==== WORKING DATA ====
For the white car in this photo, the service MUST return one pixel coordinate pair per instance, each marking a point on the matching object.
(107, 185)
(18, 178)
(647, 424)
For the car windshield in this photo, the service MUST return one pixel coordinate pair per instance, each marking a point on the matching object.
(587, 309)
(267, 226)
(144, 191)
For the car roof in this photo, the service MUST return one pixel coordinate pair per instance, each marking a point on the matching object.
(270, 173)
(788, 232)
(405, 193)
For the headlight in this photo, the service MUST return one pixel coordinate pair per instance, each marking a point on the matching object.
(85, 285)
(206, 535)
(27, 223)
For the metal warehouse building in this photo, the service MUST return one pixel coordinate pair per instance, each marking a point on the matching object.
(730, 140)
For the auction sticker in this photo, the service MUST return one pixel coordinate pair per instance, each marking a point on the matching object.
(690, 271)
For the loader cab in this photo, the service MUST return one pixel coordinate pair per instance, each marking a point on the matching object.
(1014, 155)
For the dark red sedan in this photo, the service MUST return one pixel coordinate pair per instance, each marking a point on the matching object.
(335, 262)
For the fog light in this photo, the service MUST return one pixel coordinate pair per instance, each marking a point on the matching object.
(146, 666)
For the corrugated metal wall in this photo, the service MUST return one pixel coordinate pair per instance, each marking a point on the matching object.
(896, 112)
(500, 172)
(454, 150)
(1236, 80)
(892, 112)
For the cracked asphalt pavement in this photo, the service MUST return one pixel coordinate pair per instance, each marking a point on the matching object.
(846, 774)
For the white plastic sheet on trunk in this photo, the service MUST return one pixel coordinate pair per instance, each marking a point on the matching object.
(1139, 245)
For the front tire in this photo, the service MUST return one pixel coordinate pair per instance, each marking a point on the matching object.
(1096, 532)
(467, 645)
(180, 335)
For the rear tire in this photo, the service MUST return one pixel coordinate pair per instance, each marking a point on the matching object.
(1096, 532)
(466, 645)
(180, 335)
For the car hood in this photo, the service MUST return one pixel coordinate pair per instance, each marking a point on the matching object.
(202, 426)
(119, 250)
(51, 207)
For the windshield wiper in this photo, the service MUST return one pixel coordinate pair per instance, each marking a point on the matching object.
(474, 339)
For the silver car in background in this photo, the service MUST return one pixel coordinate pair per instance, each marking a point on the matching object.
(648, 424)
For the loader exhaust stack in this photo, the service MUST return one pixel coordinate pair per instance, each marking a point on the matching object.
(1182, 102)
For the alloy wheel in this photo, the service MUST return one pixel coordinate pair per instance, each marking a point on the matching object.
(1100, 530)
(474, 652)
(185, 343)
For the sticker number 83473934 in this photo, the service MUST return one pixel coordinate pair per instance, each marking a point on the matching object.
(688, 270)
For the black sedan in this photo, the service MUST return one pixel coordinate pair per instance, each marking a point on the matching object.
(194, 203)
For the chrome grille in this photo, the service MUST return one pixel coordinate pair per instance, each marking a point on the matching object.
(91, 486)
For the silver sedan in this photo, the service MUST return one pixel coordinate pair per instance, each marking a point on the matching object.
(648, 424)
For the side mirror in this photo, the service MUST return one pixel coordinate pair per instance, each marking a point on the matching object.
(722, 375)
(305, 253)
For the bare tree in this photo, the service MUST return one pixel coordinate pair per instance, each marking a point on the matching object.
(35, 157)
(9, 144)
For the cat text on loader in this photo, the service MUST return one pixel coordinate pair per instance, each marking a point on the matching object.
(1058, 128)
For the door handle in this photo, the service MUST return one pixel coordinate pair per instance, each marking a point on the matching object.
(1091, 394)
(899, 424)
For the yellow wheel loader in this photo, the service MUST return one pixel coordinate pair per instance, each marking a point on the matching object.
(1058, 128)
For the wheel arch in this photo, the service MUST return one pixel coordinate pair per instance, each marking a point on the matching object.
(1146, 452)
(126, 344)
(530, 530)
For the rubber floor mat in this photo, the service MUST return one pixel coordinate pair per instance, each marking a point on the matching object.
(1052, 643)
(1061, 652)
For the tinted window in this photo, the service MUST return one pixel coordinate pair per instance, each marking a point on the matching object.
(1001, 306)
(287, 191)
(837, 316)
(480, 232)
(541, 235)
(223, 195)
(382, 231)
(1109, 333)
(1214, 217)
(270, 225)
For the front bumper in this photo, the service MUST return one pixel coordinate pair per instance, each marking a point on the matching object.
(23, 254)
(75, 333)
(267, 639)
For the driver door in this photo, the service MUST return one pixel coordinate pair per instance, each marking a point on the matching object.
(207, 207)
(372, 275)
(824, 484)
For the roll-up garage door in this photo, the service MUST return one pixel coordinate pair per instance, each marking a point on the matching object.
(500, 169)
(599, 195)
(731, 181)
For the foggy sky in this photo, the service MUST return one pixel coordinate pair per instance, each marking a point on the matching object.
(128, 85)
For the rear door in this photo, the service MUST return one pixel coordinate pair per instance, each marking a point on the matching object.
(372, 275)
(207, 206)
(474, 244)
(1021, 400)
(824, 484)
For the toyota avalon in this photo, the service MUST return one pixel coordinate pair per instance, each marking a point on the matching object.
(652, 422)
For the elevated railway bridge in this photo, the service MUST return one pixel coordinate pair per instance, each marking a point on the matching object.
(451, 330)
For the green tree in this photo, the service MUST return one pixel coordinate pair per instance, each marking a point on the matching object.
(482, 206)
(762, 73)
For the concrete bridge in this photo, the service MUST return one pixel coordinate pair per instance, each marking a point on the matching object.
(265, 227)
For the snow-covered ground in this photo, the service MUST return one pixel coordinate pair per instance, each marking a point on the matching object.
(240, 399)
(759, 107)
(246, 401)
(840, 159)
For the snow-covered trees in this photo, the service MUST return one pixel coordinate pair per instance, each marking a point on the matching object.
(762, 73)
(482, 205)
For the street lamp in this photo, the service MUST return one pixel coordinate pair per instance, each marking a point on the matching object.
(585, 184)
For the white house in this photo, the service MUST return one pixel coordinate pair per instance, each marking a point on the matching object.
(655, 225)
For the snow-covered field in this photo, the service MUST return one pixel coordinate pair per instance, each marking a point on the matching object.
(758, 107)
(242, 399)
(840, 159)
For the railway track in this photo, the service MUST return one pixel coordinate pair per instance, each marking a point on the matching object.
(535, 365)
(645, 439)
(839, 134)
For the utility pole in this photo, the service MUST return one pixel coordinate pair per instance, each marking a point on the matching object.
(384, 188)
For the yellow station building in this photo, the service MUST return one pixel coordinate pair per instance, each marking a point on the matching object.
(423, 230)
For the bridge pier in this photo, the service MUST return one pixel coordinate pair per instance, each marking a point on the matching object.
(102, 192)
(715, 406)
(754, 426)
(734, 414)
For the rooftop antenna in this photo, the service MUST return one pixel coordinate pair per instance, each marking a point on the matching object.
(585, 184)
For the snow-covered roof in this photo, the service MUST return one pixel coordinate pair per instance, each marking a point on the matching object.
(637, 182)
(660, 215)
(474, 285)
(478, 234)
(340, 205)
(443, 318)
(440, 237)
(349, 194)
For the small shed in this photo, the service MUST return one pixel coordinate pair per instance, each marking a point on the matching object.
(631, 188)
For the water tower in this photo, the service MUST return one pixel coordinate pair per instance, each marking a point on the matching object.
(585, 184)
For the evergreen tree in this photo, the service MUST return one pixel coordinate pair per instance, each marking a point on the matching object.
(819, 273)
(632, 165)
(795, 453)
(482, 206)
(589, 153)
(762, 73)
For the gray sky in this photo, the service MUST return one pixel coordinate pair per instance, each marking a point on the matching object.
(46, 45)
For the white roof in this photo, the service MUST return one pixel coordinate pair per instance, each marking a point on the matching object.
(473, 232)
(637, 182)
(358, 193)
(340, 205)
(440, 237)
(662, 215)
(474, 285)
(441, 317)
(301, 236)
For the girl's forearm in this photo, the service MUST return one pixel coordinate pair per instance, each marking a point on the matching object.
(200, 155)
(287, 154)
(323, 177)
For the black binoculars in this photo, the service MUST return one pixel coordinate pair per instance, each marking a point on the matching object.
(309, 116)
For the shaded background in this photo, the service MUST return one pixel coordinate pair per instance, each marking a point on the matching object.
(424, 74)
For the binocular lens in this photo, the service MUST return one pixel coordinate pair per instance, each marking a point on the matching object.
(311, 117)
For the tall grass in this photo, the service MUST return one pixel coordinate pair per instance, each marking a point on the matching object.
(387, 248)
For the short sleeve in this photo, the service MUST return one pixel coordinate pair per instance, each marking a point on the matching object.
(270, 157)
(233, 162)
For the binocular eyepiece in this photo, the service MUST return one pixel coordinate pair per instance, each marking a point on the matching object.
====
> GIVEN REQUEST
Express the items above as a two-column CSV with the headers item_text and answer, one row per item, starting at the first item and ending at the line containing "(1139, 245)". Put each item's text and its answer in a single quoted field, with line breaks turned into spaces.

> FINAL ANSWER
item_text,answer
"For the white car in this photo, the service MUST return one pixel coordinate pair per instance, each marking a point on the matching object.","(107, 185) (18, 178) (647, 424)"
"For the car windshield in this photo, the service MUST return one pixel coordinate pair per instance, each marking a point on the matching object.","(587, 309) (267, 226) (144, 191)"
"For the car roof in this photo, the service MUST return one pixel coordinate pair per instance, each marking a point on the matching object.","(270, 173) (788, 232) (405, 193)"
"For the headlight in this photo, the service MUST return one pixel coordinate pair per instance, each marking a point on the matching object.","(85, 285) (206, 535) (27, 223)"
"For the metal warehouse building in this photo, the service MUST return one pixel coordinate pair per instance, each marking a point on the matching object.","(730, 140)"
"For the auction sticker in this photo, the service MUST return one pixel coordinate pair per instance, each marking a point on the matching object.","(690, 271)"
"For the loader cab in this photo, the service MUST return one pixel coordinate pair per instance, each marking a point on the matching object.","(1014, 155)"
"For the dark red sedan in this photo, the service MUST return one pixel coordinate pair per instance, each marking a point on the matching object.","(335, 262)"
"For the fog light in this photo, the service MUST return one pixel coordinate pair per instance, each marking a point on the matching object.","(146, 666)"
"For the corrugated metal wall in this photo, the service MUST return one pixel coordinate pair per instance, each marking a point on the matching object.","(896, 112) (500, 172) (454, 150) (1236, 80) (892, 112)"
"For the cracked asphalt pavement in this photo, the service MUST return one pixel coordinate pair per instance, each marking a point on the matching object.","(846, 774)"
"For the white plastic sheet on trunk in this photo, the service MUST return one pixel coordinate pair per instance, each marking a point on the matching object.","(1139, 245)"